TASK GOAL: Rewrite every one of the records below as a numbered list, one line per item, leaving out any blank lines.

________________________________________

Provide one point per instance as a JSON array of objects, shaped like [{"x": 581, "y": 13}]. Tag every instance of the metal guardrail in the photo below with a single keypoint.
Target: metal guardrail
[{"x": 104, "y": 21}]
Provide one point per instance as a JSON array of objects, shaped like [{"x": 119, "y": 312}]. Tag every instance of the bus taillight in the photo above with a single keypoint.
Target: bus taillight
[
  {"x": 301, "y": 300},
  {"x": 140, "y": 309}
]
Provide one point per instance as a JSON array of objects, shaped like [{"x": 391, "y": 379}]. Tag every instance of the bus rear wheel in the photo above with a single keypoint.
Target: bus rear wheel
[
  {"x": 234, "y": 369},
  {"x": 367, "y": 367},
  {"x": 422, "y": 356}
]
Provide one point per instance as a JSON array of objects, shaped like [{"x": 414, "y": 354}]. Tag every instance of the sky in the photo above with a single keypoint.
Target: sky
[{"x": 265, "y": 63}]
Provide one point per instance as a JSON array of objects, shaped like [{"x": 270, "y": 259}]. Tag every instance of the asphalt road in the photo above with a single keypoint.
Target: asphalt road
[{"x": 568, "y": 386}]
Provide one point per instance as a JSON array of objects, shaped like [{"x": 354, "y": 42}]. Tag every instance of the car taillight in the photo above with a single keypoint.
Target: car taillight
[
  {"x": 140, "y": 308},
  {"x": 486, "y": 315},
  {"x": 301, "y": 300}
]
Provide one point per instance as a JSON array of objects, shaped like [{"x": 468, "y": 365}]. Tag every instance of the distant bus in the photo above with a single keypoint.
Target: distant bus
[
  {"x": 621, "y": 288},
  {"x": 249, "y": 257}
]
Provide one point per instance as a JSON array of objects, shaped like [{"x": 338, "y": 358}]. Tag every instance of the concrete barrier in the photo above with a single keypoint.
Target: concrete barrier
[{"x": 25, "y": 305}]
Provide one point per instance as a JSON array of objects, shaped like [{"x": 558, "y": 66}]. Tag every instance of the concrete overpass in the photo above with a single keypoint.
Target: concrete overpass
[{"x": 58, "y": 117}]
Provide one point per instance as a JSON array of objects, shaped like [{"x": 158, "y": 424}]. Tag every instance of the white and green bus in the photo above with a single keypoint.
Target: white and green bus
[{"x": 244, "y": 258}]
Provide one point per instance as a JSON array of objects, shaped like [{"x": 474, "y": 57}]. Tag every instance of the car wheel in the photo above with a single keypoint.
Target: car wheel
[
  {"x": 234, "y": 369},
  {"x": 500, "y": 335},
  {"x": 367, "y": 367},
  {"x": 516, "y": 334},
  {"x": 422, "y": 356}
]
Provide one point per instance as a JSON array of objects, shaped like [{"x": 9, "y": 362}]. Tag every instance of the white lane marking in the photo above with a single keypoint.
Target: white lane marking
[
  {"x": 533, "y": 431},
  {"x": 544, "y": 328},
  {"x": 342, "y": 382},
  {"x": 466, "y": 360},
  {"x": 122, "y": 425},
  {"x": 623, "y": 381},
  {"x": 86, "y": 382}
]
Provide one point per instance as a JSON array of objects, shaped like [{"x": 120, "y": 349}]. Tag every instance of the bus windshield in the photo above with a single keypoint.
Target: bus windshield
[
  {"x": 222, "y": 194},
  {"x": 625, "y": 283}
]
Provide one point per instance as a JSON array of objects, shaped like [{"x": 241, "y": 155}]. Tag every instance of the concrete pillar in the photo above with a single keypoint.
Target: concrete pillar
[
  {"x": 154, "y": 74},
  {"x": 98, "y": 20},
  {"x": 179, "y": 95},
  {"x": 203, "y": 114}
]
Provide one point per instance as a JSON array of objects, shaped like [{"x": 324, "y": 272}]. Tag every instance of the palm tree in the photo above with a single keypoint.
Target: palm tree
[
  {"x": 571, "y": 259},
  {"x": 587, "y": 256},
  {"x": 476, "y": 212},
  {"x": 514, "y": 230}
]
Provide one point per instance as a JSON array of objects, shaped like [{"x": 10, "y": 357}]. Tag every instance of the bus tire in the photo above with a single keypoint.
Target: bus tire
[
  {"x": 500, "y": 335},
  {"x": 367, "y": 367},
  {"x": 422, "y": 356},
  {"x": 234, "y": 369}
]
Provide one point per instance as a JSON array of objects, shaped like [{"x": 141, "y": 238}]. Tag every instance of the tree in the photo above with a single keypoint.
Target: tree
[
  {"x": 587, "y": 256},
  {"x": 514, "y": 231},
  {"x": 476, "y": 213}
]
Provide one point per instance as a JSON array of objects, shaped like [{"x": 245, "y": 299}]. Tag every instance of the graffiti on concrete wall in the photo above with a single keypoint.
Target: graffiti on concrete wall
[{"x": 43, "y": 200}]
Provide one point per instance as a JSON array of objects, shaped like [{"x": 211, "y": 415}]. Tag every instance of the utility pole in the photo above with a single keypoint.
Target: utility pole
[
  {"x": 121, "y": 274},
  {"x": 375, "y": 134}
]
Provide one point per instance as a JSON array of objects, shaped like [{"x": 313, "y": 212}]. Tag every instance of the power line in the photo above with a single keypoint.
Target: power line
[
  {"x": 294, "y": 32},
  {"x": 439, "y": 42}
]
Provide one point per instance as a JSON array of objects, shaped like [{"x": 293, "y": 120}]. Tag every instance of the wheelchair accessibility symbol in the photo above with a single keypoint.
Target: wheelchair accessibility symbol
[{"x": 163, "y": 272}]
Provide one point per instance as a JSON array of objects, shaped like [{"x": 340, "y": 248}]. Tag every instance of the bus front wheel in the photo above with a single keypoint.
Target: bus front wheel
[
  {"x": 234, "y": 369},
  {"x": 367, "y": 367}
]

________________________________________

SOLUTION FOR THIS TASK:
1. Provide one point per instance as a JSON array of objects, shaped like [{"x": 581, "y": 13}]. Tag every instance of the metal guardrail in the photo below with a single keypoint.
2. Target: metal guardrail
3. [{"x": 104, "y": 21}]
4. Provide one point per instance as a JSON array of objects, shaped like [{"x": 119, "y": 312}]. Tag every instance of the bus taillight in the photo above with a single keypoint.
5. Target: bus taillight
6. [
7.   {"x": 301, "y": 300},
8.   {"x": 140, "y": 309}
9. ]
10. Provide one point per instance as a JSON array of objects, shaped like [{"x": 391, "y": 379}]. Tag every instance of the bus rear wheel in the photo above with a single keypoint.
11. Target: bus rear wheel
12. [
13.   {"x": 234, "y": 369},
14.   {"x": 367, "y": 367},
15.   {"x": 422, "y": 356}
16. ]
17. Provide one point per instance as a JSON array of objects, shaped like [{"x": 414, "y": 354}]. Tag every instance of the sky in the photo above with a single keypoint.
18. Target: sky
19. [{"x": 265, "y": 63}]
20. Provide one point per instance as a JSON array of objects, shaped like [{"x": 270, "y": 259}]. Tag every instance of the asphalt road in the photo above with a single keypoint.
21. Target: asphalt road
22. [{"x": 568, "y": 386}]
23. Provide one point per instance as a JSON array of objects, shaped like [{"x": 354, "y": 42}]. Tag every instance of the car taillight in the photo above with a single keypoint.
24. Target: car taillight
25. [
26.   {"x": 140, "y": 308},
27.   {"x": 486, "y": 315},
28.   {"x": 301, "y": 300}
29. ]
30. Provide one point per instance as a JSON array of objects, shaped like [{"x": 468, "y": 365}]. Tag every instance of the distant bus in the photo above with a single keypoint.
31. Target: distant bus
32. [
33.   {"x": 621, "y": 288},
34.   {"x": 249, "y": 257}
35. ]
36. Provide one point per instance as a JSON array of objects, shaped like [{"x": 338, "y": 358}]. Tag every instance of the concrete barrier in the photo above with a single keypoint.
37. Target: concrete barrier
38. [{"x": 25, "y": 305}]
39. Provide one point per instance as a JSON array of objects, shaped like [{"x": 558, "y": 66}]. Tag every instance of the concrete overpass in the photo above with a single keypoint.
40. Target: concrete overpass
41. [{"x": 58, "y": 117}]
42. Provide one point per instance as a JSON array of objects, shaped like [{"x": 158, "y": 424}]. Tag every instance of the white and green bus in the photo above with a single keypoint.
43. Target: white and green bus
44. [{"x": 244, "y": 258}]
45. Provide one point per instance as a JSON array of objects, shaped like [{"x": 474, "y": 57}]. Tag every instance of the car wheel in the photo above with a single keypoint.
46. Target: car wheel
47. [
48.   {"x": 234, "y": 369},
49.   {"x": 500, "y": 335},
50.   {"x": 367, "y": 367},
51.   {"x": 516, "y": 334},
52.   {"x": 422, "y": 356}
53. ]
54. Provide one point per instance as a JSON array of objects, shaped like [{"x": 9, "y": 362}]. Tag every instance of the white lane marking in the photo above with a single keypoint.
55. Target: white lane marking
56. [
57.   {"x": 533, "y": 431},
58.   {"x": 544, "y": 328},
59.   {"x": 342, "y": 382},
60.   {"x": 466, "y": 360},
61.   {"x": 122, "y": 425},
62.   {"x": 623, "y": 381},
63.   {"x": 86, "y": 382}
64. ]
65. Provide one point per instance as a JSON array of objects, shaped like [{"x": 120, "y": 349}]. Tag every instance of the bus windshield in the photo above with a single keypoint.
66. Target: bus windshield
67. [
68.   {"x": 222, "y": 194},
69.   {"x": 625, "y": 283}
70. ]
71. Provide one point per instance as a JSON array of objects, shaped like [{"x": 241, "y": 155}]. Tag every instance of the concrete pillar in the photo above with a single keypoint.
72. Target: concrete pillar
73. [
74.   {"x": 154, "y": 74},
75.   {"x": 98, "y": 20},
76.   {"x": 179, "y": 95},
77.   {"x": 203, "y": 114}
78. ]
79. Provide one point per instance as a JSON array of objects, shaped like [{"x": 324, "y": 272}]. Tag every instance of the palm tree in the photo above with a single keypoint.
80. Target: palm tree
81. [
82.   {"x": 571, "y": 259},
83.   {"x": 587, "y": 256},
84.   {"x": 476, "y": 212},
85.   {"x": 514, "y": 230}
86. ]
87. Provide one point per instance as a JSON array of objects, shaped like [{"x": 10, "y": 357}]. Tag every instance of the bus tire in the photo above with a single keypoint.
88. Target: bus tire
89. [
90.   {"x": 500, "y": 335},
91.   {"x": 367, "y": 367},
92.   {"x": 422, "y": 356},
93.   {"x": 234, "y": 369}
94. ]
95. Provide one point per instance as a JSON array of objects, shaped like [{"x": 141, "y": 238}]. Tag every instance of the tree in the photo above with a single keypoint.
96. Target: tree
97. [
98.   {"x": 587, "y": 256},
99.   {"x": 514, "y": 231},
100.   {"x": 476, "y": 213}
101. ]
102. Provide one point per instance as a JSON array of objects, shaped like [{"x": 245, "y": 299}]. Tag every instance of the graffiti on concrete wall in the photo above with a single keypoint.
103. Target: graffiti on concrete wall
104. [{"x": 43, "y": 200}]
105. Provide one point per instance as a JSON array of objects, shaped like [{"x": 211, "y": 415}]. Tag every instance of the utility pole in the photo above with a single keypoint.
106. Target: utility pole
107. [
108.   {"x": 121, "y": 274},
109.   {"x": 375, "y": 134}
110. ]
111. Provide one point per instance as a JSON array of objects, shaped like [{"x": 313, "y": 212}]. Tag every instance of the power line in the photo above with a single keypoint.
112. Target: power line
113. [
114.   {"x": 294, "y": 32},
115.   {"x": 439, "y": 42}
116. ]
117. Provide one point per instance as a JSON array of objects, shaped like [{"x": 293, "y": 120}]. Tag every instance of the wheelchair accessibility symbol in the photo above with a single keypoint.
118. Target: wheelchair accessibility symbol
119. [{"x": 163, "y": 272}]
120. Provide one point per instance as a JSON array of objects, shaped like [{"x": 340, "y": 248}]. Tag every instance of the bus front wheel in the photo above with a single keypoint.
121. Target: bus front wheel
122. [
123.   {"x": 234, "y": 369},
124.   {"x": 367, "y": 367}
125. ]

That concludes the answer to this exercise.